■ **DESCRIPTION OF THE TASK**
The full listing below is to be written out exactly.

■ **DATA TO EXAMINE**
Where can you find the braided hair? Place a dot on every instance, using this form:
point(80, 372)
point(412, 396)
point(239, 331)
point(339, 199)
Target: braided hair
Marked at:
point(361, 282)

■ **SOLUTION BELOW**
Where can you find the braided hair? Place a dot on every instance, using this form:
point(80, 372)
point(412, 396)
point(239, 331)
point(339, 199)
Target: braided hair
Marked at:
point(361, 282)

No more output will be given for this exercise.